Find the line below that contains "Please point out the sun". Transcribe it and every line after it exactly, adding nothing.

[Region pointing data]
◆ ◆ ◆ ◆ ◆

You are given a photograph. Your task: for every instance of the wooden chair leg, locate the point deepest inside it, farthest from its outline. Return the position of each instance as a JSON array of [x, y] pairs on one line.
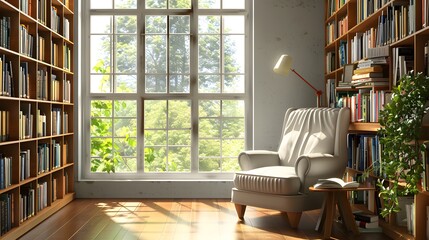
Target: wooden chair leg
[[240, 210], [293, 218]]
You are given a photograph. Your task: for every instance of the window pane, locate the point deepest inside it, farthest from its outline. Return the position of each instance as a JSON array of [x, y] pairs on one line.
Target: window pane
[[233, 128], [179, 159], [100, 53], [209, 4], [234, 54], [179, 137], [233, 24], [179, 24], [126, 84], [125, 127], [156, 24], [209, 84], [126, 54], [125, 4], [156, 54], [125, 24], [105, 4], [232, 147], [179, 114], [209, 128], [125, 108], [101, 108], [210, 164], [179, 54], [179, 83], [233, 108], [233, 84], [161, 4], [100, 84], [179, 4], [125, 146], [155, 137], [156, 83], [208, 54], [208, 24], [101, 127], [155, 114], [155, 159], [209, 108], [209, 148], [101, 24], [230, 164], [233, 4], [126, 165]]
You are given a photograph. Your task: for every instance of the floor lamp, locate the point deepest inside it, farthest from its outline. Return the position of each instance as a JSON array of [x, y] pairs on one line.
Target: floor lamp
[[282, 67]]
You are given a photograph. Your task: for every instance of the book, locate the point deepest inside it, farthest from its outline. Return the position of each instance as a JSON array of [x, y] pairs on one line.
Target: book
[[365, 217], [363, 224], [335, 183]]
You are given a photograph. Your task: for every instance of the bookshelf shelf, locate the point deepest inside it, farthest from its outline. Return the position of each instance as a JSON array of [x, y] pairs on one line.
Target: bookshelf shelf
[[36, 146], [361, 23]]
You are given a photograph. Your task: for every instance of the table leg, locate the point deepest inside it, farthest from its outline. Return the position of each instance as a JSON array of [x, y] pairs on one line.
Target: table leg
[[321, 220], [330, 213], [346, 212]]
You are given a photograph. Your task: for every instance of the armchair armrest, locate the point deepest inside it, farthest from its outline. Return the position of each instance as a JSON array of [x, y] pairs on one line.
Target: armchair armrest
[[258, 158], [314, 166]]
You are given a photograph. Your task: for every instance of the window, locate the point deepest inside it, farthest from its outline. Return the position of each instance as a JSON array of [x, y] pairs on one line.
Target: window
[[168, 90]]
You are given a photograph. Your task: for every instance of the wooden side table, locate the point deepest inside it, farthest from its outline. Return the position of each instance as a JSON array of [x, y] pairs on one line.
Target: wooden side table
[[337, 196]]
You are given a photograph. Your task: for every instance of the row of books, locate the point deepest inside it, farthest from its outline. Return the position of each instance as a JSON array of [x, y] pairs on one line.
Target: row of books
[[4, 125], [41, 123], [333, 5], [42, 195], [330, 62], [27, 203], [43, 158], [403, 62], [26, 46], [5, 32], [24, 80], [25, 158], [41, 11], [364, 152], [367, 7], [6, 212], [6, 77], [5, 171], [56, 154], [56, 121], [365, 106], [26, 122], [55, 19], [25, 6]]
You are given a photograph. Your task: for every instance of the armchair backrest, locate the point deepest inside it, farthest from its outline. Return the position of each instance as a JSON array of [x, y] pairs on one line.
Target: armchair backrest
[[313, 130]]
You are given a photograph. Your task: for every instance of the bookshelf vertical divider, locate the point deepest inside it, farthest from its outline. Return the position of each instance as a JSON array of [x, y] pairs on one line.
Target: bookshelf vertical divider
[[36, 112], [346, 21]]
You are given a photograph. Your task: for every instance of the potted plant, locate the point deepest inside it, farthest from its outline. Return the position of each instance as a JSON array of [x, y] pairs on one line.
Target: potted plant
[[401, 128]]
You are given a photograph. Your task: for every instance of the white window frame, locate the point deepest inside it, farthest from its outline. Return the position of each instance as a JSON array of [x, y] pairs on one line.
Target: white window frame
[[83, 105]]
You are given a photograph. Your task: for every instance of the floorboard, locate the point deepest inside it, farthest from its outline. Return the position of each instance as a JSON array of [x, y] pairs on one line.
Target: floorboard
[[177, 219]]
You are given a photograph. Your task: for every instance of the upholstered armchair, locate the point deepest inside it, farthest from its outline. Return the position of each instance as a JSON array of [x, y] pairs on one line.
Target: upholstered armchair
[[313, 146]]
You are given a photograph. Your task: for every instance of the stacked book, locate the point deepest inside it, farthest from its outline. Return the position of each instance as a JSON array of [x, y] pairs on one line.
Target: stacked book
[[366, 220], [371, 73]]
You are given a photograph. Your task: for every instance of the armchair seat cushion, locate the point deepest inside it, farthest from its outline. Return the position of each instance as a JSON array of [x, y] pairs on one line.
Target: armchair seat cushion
[[279, 180]]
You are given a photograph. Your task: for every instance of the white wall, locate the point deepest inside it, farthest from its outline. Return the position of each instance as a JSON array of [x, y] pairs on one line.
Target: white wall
[[294, 27]]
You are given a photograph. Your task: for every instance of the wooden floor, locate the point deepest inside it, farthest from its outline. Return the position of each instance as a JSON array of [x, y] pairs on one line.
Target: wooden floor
[[186, 219]]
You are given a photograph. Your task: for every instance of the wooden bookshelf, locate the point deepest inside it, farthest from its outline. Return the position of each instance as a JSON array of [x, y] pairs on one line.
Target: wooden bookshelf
[[36, 161], [359, 22]]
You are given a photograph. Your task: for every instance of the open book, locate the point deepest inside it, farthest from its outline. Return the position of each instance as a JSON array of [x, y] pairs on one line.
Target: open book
[[335, 183]]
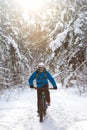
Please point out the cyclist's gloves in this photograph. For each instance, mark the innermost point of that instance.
(54, 87)
(31, 86)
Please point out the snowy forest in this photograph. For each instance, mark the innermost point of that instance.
(56, 35)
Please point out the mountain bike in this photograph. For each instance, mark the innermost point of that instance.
(42, 105)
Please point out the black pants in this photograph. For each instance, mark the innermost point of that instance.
(47, 95)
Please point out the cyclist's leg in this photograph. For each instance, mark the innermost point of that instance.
(38, 99)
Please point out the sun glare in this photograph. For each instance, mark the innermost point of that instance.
(33, 5)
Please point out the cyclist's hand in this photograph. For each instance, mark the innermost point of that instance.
(54, 87)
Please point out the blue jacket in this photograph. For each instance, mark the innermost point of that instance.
(41, 79)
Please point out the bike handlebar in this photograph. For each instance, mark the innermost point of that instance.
(42, 88)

◆ ◆ ◆ ◆ ◆

◆ ANSWER TO THE EXERCISE ◆
Please point out the sun glare in this photograph. For each instance, mark the innermost point of that instance.
(33, 5)
Please point out the cyclist's hand in this photograph. For each instance, mark the innermost point of that instance.
(54, 87)
Please point out the blue jacket in this photograph. For each instance, mark the innermost point of that instance.
(41, 79)
Please point out the bike handlebar in this photograph. For each instance, mark the innermost point of that instance.
(42, 88)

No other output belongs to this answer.